Task goal: Every entry must appear in the answer exactly as it does here.

Material to process:

◇ ◇ ◇ ◇ ◇

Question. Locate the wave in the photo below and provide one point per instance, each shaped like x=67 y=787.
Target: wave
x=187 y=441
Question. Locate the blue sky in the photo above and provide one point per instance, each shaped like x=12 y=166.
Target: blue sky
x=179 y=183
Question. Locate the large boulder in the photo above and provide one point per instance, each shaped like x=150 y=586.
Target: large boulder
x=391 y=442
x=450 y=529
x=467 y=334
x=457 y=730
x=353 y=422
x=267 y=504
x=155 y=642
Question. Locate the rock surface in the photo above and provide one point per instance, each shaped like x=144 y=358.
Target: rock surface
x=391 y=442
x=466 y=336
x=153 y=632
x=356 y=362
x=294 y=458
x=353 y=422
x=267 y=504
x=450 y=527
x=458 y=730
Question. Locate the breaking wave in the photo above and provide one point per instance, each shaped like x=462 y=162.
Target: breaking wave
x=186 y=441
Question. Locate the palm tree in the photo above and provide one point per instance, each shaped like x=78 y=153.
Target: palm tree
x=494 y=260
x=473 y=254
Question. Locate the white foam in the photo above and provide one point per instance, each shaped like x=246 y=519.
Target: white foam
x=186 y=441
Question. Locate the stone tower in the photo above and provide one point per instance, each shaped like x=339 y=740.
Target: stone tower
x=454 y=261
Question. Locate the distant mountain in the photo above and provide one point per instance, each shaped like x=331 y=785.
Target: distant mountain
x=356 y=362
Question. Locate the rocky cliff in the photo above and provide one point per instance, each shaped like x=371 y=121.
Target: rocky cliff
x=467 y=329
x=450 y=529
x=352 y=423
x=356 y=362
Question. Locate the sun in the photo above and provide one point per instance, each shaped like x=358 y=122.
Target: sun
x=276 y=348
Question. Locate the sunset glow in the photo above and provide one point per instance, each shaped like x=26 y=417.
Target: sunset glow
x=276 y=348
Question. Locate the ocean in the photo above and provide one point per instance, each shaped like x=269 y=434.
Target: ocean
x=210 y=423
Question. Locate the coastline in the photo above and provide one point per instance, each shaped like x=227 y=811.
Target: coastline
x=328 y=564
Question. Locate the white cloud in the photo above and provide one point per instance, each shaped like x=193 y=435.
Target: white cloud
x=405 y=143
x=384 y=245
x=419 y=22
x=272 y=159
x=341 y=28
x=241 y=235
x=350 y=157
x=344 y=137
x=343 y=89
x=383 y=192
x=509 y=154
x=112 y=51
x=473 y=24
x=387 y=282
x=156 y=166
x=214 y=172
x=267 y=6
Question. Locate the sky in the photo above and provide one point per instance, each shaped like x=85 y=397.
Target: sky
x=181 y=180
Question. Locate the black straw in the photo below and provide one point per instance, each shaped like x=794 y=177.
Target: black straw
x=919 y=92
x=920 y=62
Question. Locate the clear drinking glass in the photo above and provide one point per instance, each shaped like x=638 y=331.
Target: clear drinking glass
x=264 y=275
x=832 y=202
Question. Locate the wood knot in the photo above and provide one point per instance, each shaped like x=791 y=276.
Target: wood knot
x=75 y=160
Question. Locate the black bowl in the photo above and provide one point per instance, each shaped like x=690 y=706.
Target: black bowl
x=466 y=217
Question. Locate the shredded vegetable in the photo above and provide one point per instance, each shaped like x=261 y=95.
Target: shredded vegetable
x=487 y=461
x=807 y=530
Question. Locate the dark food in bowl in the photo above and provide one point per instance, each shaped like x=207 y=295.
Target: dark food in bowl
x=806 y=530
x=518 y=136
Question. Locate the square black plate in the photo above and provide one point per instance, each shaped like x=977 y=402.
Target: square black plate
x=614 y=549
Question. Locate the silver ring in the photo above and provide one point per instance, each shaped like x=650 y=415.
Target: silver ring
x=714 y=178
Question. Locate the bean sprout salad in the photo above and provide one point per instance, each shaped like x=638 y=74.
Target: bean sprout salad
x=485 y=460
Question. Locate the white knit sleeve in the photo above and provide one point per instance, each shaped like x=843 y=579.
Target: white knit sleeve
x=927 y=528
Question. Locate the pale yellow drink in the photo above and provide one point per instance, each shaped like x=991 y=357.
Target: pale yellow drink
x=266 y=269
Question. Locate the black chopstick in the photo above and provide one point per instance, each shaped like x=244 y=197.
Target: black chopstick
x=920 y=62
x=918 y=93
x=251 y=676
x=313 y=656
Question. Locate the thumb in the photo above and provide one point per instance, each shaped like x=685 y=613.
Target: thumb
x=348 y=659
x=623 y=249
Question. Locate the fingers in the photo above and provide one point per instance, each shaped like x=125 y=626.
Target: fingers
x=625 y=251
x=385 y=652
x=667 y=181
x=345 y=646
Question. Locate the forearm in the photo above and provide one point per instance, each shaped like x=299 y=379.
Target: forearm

◇ ◇ ◇ ◇ ◇

Answer:
Question. Locate the wave in the photo below and provide one point per instance, each shaped like x=67 y=787.
Target: wave
x=187 y=441
Question. Locate the blue sky in the photo above and provide one point per instance, each shaped like x=12 y=166.
Target: blue sky
x=179 y=183
Question. Locate the large boulder in the photo above and provide one point per instance, each shaped like x=150 y=586.
Target: large boulder
x=391 y=442
x=450 y=529
x=467 y=334
x=457 y=730
x=353 y=422
x=267 y=504
x=155 y=642
Question. Locate the rock surface in the photo above and provide one point per instance, each shaped like x=144 y=358.
Target: rock surface
x=391 y=442
x=466 y=336
x=153 y=632
x=356 y=362
x=294 y=458
x=353 y=422
x=267 y=504
x=450 y=527
x=458 y=730
Question. Locate the breaking wave in the photo above and provide one point per instance, each shaped like x=462 y=162.
Target: breaking wave
x=186 y=441
Question. Locate the palm tree in the photo above and provide one point per instance, each shaped like x=78 y=153.
Target: palm tree
x=494 y=260
x=473 y=254
Question. Locate the white foam in the photo above and provide one point per instance, each shaped like x=246 y=519.
Target: white foam
x=186 y=441
Question. Locate the stone tower in the photo above and provide one point per instance, each shaped like x=339 y=740.
Target: stone tower
x=454 y=261
Question. Locate the distant mountain in the photo above and provide one point per instance, each shaped like x=331 y=785.
Target: distant mountain
x=356 y=362
Question. Locate the rocky cliff in the photo above and provide one point per instance, each shaped like x=371 y=121.
Target: rocky cliff
x=467 y=329
x=450 y=529
x=352 y=423
x=356 y=362
Question. Locate the sun in the photo above and provide one point per instance, each shaped like x=358 y=122.
Target: sun
x=276 y=348
Question. Locate the sunset glow in the photo above and provide one point per instance, each shaped like x=26 y=417.
Target: sunset glow
x=276 y=348
Question. Locate the ocean in the photo above and provide one point per instance, each shaped like x=269 y=434.
Target: ocean
x=210 y=423
Question. Locate the coastline in the photo above and provide one point per instance, each shaped like x=227 y=811.
Target: coastline
x=328 y=564
Question. Locate the white cloud in the photo above and provide one point per instance, each shaped like x=193 y=435.
Target: white cloud
x=405 y=143
x=384 y=245
x=419 y=22
x=272 y=159
x=341 y=28
x=241 y=235
x=350 y=157
x=344 y=137
x=343 y=89
x=383 y=192
x=509 y=154
x=112 y=51
x=473 y=24
x=387 y=282
x=156 y=166
x=214 y=172
x=267 y=6
Question. Locate the sky in the photo above and provide one point per instance, each shaped like x=85 y=397.
Target: sky
x=181 y=180
Question. Locate the black straw in the photo below and provide one point per instance, each shaped like x=794 y=177.
Target: black straw
x=919 y=92
x=920 y=62
Question. Locate the clear drinking glass in the photo above and provide one point per instance, each shaped like x=638 y=331.
Target: clear drinking glass
x=264 y=275
x=832 y=202
Question. Locate the wood knot in the photo above and provide one point per instance, each shaped like x=791 y=276.
Target: wood knot
x=75 y=160
Question. Locate the black bowl in the photo above and provide one point per instance, each shaped like x=690 y=706.
Target: black bowl
x=466 y=217
Question. Locate the shredded vegetable in the photo above and provide one point per instance, each shaped like x=261 y=95.
Target: shredded vegetable
x=487 y=461
x=807 y=530
Question. Locate the dark food in bowl in the photo above and provide one point per instance, each shaped like x=207 y=295.
Target: dark food in bowl
x=806 y=530
x=518 y=136
Question. Locate the square black plate in the photo above and provide one point per instance, each shaped like x=977 y=402.
Target: square black plate
x=614 y=549
Question. Locate the silver ring in the photo above and provide one point per instance, each shaped like x=650 y=415.
Target: silver ring
x=714 y=178
Question. Locate the bean sprout salad in the photo above and provide one point per instance, each shaped like x=638 y=74.
Target: bean sprout salad
x=485 y=460
Question. Locate the white knit sleeve in the photo above and provide one point per instance, each shaped like x=843 y=579.
Target: white knit sleeve
x=927 y=528
Question. Locate the pale yellow drink in the photo above and provide one point per instance, each shaped like x=991 y=357.
Target: pale yellow drink
x=266 y=269
Question. Locate the black chopstick in the photo above and provide one point per instance, each shaped like x=244 y=197.
Target: black chopstick
x=920 y=62
x=918 y=93
x=251 y=676
x=313 y=656
Question. Locate the thumb in the photo above and provide one point per instance, each shaped like x=685 y=613.
Target: thumb
x=348 y=659
x=623 y=249
Question. Locate the fingers in the photo above and provide one point per instance, each shaped like x=125 y=626.
Target: fingers
x=625 y=251
x=385 y=652
x=667 y=181
x=345 y=646
Question. Locate the forearm in the photo above and provide one point per instance, each shaped like x=299 y=379.
Target: forearm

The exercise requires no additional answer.